:: Estratto della pagina ::

Nella nota che segue l’approvazione del “Documento programmatico di bilancio” da parte del Consiglio dei Ministri è stato annunciato lo slittamento al 2023.
L’imposta sul consumo della plastica monouso, che doveva inizialmente entrare in vigore nell’estate 2020 e rinviata per la pandemia, sarebbe finalmente dovuta partire il 1° gennaio 2022, con l’obiettivo di ridurre l’utilizzo di prodotti di plastica e, conseguentemente, di portare a un calo progressivo della produzione della stessa, incentivando le aziende produttrici a convertire la produzione in altro. Questo rinvio avviene nonostante le dichiarazioni dell’Italia in sede G20 e COP 26 sull’importanza della fiscalità ambientale per guidare la decarbonizzazione.
La tassa, che fa riferimento a una Direttiva Europea, la 2019/904/UE, è un’imposta fissata nella misura di 0,45 euro per ogni chilogrammo di materia plastica utilizzata e i prodotti cui si applica sono principalmente quelli volti al contenimento e consegna di merci e/o prodotti alimentari: materie plastiche costituite da polimeri di natura sintetica, che non nascono in un’ottica di riutilizzo (un esempio base: la pellicola per la conservazione del cibo).

:::

-- Attività da svolgere --
1 - Riproduci il passo del testo sull'imposta sulla plastica monouso che inizia con "Nella nota che" e prosegue fino a "slittamento al 2023.".
2 - Secondo il testo sull'imposta sulla plastica monouso, a quanto ammonta l'imposta?
3 - Prosegui il testo sull'imposta sulla plastica monouso dopo l'ultima frase riportata.

:: Dati in ingresso ::

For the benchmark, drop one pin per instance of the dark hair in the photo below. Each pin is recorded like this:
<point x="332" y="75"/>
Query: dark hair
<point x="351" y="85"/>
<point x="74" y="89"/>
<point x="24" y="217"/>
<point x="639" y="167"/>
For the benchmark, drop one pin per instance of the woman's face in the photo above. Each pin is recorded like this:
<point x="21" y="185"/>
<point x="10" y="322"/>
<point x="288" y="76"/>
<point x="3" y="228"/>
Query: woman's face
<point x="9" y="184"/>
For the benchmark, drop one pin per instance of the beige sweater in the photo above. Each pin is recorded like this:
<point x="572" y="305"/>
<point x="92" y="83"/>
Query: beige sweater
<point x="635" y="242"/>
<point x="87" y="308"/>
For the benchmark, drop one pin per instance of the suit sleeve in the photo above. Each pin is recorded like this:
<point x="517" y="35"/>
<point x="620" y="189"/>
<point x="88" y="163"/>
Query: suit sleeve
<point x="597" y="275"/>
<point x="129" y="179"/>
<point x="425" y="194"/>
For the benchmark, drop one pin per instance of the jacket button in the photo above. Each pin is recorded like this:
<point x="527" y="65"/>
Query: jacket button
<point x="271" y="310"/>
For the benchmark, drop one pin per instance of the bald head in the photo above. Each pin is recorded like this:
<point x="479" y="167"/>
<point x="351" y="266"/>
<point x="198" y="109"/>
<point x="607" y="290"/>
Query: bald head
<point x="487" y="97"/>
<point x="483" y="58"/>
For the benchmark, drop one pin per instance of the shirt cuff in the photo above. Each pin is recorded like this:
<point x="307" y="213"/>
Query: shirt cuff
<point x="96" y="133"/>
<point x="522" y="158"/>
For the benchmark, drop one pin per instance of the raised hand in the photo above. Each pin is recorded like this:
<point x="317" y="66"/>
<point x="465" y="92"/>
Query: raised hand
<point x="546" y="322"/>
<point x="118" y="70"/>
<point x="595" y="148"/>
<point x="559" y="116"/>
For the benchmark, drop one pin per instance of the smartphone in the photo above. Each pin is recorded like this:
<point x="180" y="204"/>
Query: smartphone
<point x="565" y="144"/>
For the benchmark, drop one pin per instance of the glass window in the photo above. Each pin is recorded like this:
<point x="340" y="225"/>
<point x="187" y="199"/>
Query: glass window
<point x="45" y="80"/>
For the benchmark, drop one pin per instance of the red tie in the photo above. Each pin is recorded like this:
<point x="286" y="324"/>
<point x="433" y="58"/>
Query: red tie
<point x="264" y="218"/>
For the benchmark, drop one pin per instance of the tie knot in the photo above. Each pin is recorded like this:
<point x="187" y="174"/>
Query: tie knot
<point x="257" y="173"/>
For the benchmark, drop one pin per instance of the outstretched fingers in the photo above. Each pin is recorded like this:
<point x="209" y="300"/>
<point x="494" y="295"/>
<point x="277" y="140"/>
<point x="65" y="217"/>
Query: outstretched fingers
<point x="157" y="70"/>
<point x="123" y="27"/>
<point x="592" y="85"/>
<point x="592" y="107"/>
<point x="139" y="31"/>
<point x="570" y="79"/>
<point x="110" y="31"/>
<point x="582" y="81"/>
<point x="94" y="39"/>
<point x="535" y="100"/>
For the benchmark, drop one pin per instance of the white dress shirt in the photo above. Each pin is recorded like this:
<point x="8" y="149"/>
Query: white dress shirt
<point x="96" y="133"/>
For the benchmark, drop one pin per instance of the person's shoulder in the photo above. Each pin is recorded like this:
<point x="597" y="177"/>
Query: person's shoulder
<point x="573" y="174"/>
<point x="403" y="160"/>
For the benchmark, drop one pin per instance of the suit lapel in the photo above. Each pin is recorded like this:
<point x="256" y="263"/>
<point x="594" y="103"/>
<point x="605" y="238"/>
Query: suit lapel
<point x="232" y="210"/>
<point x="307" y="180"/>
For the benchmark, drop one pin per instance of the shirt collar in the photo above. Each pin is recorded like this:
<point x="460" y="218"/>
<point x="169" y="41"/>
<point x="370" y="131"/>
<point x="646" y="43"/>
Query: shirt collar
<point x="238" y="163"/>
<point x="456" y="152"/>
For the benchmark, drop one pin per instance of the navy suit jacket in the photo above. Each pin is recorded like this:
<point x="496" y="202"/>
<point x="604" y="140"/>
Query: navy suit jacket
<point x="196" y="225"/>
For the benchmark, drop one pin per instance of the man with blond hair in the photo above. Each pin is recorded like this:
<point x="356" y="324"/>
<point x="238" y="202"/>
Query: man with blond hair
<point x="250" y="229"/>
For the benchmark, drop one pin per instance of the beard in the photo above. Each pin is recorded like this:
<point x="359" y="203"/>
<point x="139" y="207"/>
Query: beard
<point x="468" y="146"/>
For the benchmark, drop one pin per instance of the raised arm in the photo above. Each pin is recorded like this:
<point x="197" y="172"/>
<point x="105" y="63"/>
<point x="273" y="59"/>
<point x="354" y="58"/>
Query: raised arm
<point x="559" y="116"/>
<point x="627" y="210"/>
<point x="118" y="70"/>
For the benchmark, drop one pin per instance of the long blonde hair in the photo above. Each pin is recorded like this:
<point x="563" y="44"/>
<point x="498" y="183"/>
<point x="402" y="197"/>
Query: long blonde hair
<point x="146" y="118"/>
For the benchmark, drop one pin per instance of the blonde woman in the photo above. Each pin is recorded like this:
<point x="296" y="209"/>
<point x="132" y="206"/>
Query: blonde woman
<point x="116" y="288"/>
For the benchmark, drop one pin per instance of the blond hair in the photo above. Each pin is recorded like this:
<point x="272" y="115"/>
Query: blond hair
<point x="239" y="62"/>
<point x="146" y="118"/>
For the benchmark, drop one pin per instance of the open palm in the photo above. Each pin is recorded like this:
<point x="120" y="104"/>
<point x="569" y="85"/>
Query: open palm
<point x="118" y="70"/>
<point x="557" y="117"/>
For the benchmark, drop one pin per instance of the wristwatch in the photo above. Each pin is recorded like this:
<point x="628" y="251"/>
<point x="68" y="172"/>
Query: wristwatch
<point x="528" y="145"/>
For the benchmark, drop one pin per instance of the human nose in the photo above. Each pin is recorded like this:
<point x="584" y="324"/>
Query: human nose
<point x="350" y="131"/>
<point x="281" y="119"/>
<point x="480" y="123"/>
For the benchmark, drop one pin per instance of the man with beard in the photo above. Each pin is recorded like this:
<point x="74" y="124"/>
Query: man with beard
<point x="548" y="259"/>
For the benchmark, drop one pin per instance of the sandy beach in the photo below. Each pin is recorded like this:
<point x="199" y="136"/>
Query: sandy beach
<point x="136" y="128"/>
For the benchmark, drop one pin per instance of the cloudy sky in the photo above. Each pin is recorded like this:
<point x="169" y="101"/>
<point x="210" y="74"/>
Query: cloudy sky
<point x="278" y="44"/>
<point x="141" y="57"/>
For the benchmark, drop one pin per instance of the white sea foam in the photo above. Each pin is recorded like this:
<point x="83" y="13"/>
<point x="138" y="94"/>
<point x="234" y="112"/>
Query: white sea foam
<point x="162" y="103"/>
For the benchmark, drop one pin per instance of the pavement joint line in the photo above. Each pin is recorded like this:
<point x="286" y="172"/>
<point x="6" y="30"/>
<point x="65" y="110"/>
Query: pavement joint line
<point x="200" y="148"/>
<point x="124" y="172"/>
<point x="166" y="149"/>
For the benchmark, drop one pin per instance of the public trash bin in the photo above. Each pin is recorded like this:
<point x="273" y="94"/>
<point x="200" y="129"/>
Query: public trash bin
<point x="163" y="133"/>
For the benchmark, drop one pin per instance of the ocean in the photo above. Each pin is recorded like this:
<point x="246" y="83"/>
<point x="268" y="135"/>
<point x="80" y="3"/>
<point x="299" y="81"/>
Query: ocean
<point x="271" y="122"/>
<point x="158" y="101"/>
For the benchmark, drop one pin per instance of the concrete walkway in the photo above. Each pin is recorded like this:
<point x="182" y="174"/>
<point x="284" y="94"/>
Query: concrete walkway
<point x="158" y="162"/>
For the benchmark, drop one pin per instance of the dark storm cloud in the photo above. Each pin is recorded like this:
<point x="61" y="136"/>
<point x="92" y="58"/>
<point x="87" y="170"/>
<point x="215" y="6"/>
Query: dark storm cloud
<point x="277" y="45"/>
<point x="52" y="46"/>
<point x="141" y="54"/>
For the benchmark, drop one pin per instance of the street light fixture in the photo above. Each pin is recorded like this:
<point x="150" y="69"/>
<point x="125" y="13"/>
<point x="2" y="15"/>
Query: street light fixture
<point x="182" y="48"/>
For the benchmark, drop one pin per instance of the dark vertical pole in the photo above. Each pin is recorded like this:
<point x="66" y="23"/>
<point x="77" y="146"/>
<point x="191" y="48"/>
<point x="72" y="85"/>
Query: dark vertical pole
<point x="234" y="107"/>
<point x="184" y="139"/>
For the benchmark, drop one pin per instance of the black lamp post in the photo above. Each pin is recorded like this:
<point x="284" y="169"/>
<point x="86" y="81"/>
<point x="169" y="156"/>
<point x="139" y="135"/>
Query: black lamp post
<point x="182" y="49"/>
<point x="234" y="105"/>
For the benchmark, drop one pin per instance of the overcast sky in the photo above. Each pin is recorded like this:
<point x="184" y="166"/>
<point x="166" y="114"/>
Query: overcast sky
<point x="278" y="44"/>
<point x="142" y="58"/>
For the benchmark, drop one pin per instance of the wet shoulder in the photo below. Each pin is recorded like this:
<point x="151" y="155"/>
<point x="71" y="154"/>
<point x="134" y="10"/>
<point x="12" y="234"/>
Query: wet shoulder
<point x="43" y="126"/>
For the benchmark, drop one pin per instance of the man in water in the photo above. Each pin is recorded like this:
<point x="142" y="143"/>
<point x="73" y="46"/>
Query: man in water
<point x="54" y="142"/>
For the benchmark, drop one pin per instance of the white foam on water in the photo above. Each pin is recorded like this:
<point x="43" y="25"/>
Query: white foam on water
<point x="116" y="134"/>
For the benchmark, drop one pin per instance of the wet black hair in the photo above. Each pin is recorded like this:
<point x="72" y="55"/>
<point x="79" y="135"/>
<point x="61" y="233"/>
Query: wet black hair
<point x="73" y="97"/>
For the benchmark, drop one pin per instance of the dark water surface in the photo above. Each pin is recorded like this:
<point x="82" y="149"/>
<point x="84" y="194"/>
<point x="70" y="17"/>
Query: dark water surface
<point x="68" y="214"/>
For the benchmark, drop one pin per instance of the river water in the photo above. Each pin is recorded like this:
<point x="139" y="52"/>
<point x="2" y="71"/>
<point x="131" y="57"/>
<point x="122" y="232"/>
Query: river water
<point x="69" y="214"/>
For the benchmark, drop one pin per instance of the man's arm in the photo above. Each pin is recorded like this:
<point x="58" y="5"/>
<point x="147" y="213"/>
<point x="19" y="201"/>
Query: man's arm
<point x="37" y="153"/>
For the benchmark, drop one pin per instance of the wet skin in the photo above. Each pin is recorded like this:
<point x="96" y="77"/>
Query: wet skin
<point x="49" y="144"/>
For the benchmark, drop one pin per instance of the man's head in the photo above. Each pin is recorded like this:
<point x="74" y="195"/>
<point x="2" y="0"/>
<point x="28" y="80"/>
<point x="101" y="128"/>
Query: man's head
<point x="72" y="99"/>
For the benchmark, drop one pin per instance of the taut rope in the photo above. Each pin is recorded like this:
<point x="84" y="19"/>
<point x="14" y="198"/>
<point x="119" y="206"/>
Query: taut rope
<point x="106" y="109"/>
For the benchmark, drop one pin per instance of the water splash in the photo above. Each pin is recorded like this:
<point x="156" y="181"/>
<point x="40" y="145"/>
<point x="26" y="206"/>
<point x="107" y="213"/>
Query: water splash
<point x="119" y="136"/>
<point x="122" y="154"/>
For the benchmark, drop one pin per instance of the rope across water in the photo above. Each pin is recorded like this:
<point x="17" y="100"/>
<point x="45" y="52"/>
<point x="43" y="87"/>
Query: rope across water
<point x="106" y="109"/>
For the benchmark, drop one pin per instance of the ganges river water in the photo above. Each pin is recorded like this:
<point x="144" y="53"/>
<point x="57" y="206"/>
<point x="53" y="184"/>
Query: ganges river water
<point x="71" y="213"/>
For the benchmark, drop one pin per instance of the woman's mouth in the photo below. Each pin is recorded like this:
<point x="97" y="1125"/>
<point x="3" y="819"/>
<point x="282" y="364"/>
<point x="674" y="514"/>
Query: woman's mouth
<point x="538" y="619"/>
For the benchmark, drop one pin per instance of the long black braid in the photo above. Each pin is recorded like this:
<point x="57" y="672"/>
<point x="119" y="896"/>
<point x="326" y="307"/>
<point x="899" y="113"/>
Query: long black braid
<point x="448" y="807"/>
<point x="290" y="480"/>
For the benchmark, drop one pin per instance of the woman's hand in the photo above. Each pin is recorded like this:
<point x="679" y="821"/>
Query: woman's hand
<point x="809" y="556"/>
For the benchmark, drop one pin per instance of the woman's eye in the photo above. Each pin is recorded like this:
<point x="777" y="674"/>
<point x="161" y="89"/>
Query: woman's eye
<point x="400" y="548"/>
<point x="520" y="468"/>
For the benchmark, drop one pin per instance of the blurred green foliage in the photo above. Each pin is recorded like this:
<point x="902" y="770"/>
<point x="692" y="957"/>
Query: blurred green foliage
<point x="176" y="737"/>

:::

-- Soluzioni dell'esercizio --
1 -
Nella nota che segue l’approvazione del “Documento programmatico di bilancio” da parte del Consiglio dei Ministri è stato annunciato lo slittamento al 2023.

2 - 0,45 euro per ogni chilogrammo di materia plastica utilizzata.

3 -
Con il rinvio della Plastic Tax nazionale si continuerà a coprire un costo legato al settore della plastica (il gettito della plastic tax europea) con fondi pubblici del budget nazionale, senza incentivare la filiera della produzione a una transizione verso un’economia più circolare.
L’Italia – nel 2018 – ha prodotto 2,3 milioni di tonnellate di rifiuti d’imballaggio di plastica, il 44,6% delle quali sono state destinate al riciclo, rappresentando il secondo Paese consumatore di plastica a livello europeo. Quella degli imballaggi è la prima fonte d’impiego delle materie plastiche: un primato pericoloso, dal momento che per la produzione di un kg di plastica vengono emessi quasi 2 kg di CO2 in atmosfera e che ogni anno finiscono in mare circa cinquecentosettanta mila tonnellate di plastica.
L’inquinamento da plastica è una emergenza planetaria che va affrontata con misure adeguate.
Marevivo, da quasi quarant’anni, lotta contro questo enorme problema ed è fra i promotori del disegno di legge Salvamare, presentato nel 2018 dal Ministro dell’Ambiente, seguendone l’iter fra Camera e Senato e ancora alla Camera, fino allo scorso novembre, con il lancio di un appello al Parlamento, insieme all’intero mondo del Mare, affinché diventasse legge entro il 2021. Questi interventi non hanno avuto successo per un problema di conformità che ha rinviato, ancora una volta, l’approvazione di una legge che ha l’apparente consenso di tutti e che anche l’Europa ci chiede.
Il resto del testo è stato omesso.